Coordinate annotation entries
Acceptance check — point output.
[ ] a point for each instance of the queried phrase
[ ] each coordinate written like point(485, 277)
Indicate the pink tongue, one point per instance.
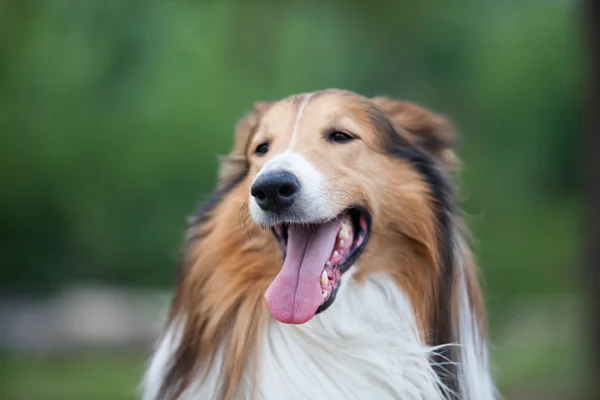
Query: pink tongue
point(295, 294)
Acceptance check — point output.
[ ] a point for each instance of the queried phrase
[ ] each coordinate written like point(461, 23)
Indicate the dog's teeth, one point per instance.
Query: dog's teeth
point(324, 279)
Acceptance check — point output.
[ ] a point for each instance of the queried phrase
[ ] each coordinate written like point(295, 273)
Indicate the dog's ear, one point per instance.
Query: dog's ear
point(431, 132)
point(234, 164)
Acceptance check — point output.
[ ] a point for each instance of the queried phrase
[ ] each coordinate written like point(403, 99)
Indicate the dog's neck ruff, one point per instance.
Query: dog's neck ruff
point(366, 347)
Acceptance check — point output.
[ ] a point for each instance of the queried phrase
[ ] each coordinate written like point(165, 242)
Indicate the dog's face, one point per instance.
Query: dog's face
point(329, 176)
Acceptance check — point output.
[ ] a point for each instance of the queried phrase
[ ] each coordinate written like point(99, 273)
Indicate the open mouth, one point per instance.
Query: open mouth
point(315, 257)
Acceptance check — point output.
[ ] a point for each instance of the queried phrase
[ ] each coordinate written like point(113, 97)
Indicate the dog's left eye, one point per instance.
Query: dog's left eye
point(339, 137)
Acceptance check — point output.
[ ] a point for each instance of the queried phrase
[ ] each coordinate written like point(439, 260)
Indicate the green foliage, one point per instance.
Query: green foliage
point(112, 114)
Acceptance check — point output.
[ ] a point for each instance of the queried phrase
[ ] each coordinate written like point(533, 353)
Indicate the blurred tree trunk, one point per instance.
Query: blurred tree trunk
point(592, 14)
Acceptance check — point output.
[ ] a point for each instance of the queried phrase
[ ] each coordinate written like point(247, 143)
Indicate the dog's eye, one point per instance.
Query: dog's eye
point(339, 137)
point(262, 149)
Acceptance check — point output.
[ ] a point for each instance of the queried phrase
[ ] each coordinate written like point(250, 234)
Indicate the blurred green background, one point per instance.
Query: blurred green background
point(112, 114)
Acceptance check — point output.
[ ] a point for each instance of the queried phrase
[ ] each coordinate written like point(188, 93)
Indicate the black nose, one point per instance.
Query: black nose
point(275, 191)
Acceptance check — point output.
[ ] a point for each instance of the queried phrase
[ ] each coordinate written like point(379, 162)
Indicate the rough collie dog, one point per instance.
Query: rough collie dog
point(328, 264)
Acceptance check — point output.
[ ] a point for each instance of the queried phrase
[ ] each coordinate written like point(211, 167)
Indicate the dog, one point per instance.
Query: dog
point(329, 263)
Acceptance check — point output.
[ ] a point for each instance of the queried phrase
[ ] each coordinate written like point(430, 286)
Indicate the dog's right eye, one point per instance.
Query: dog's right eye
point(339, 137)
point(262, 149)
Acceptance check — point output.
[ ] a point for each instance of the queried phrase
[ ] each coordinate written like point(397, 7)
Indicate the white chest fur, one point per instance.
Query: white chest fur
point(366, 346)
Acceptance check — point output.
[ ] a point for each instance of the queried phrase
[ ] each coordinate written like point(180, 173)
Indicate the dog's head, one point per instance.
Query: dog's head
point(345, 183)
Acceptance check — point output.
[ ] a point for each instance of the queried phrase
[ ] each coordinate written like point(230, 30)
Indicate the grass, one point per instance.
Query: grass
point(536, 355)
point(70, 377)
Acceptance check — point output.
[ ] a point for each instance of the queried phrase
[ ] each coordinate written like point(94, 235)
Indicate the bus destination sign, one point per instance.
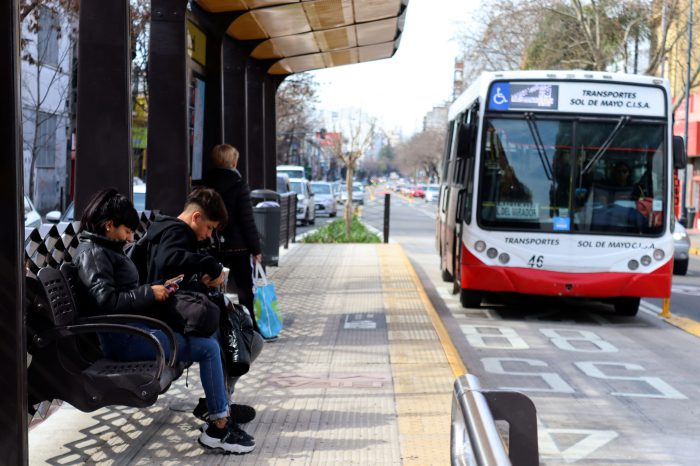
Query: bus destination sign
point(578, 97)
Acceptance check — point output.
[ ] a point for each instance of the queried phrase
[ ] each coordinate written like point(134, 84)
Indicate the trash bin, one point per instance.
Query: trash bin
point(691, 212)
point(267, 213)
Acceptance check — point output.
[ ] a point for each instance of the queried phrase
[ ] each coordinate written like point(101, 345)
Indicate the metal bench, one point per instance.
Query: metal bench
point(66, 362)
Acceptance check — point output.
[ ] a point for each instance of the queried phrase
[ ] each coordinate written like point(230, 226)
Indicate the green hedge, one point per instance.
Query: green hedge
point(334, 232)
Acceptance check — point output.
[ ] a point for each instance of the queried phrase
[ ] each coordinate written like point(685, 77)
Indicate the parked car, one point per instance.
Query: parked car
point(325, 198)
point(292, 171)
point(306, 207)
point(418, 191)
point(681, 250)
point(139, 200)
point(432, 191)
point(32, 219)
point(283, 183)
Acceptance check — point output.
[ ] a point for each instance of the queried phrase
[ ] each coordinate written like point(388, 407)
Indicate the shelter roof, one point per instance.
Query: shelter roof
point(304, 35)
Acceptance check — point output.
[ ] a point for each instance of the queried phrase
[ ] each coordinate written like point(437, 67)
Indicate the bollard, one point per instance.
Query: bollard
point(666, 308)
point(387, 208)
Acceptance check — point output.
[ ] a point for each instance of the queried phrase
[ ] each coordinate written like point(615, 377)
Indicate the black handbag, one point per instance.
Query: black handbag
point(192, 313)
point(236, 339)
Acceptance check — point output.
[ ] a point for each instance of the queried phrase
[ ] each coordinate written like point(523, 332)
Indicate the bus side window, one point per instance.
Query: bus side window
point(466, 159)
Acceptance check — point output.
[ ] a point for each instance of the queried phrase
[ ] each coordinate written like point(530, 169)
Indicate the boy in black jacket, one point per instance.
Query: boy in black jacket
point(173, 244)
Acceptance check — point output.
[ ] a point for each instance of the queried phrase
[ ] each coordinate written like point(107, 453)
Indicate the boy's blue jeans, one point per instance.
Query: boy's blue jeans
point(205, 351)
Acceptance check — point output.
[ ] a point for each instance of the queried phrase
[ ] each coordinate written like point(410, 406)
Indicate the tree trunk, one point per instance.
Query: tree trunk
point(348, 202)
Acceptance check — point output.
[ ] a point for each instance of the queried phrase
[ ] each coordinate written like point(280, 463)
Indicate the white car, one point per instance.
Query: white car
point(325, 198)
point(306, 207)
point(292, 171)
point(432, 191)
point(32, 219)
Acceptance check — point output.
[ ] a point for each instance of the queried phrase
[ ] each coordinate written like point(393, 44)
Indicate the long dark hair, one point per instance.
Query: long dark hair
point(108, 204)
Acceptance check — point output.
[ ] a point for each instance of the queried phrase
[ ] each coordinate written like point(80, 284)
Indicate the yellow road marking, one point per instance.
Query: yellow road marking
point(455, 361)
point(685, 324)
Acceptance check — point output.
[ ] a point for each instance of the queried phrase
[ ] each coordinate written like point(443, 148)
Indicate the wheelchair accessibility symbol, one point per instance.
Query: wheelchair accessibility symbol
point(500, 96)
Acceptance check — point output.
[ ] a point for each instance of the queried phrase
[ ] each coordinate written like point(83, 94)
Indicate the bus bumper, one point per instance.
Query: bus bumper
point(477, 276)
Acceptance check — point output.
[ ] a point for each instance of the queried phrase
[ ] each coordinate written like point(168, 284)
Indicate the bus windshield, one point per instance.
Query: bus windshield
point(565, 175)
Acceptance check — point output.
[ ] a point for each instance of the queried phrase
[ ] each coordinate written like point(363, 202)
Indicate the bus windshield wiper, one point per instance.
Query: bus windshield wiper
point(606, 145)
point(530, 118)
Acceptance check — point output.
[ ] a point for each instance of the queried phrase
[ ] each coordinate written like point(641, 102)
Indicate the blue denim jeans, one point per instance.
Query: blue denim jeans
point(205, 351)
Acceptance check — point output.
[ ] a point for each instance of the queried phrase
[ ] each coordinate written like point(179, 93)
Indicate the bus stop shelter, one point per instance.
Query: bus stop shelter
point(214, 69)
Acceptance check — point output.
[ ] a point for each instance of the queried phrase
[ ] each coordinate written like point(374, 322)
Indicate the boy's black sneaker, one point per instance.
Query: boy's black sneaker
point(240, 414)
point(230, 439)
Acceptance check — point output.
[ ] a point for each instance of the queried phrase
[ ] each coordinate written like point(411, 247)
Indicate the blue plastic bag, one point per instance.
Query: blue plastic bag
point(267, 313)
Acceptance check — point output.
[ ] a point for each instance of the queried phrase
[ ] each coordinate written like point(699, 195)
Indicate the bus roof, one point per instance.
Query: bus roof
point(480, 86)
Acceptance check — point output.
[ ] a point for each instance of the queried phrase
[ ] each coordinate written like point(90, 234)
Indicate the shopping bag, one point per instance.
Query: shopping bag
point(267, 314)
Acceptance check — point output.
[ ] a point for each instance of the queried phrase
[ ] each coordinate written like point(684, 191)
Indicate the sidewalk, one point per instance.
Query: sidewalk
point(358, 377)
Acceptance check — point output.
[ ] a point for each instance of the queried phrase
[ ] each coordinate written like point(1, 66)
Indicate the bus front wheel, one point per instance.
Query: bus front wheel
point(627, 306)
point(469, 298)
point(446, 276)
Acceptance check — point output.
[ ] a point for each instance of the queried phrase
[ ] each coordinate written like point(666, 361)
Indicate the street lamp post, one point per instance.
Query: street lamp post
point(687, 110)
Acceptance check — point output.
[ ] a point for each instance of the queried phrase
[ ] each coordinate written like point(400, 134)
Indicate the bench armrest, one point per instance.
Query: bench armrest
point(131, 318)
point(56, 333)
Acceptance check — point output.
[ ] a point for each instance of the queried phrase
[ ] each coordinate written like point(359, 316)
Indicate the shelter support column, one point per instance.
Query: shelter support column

= EXERCISE =
Extract every line of the records above that contains the word "rough". Case counts.

= TASK OUTPUT =
Indicate the rough collie dog, one point per instance.
Query: rough collie dog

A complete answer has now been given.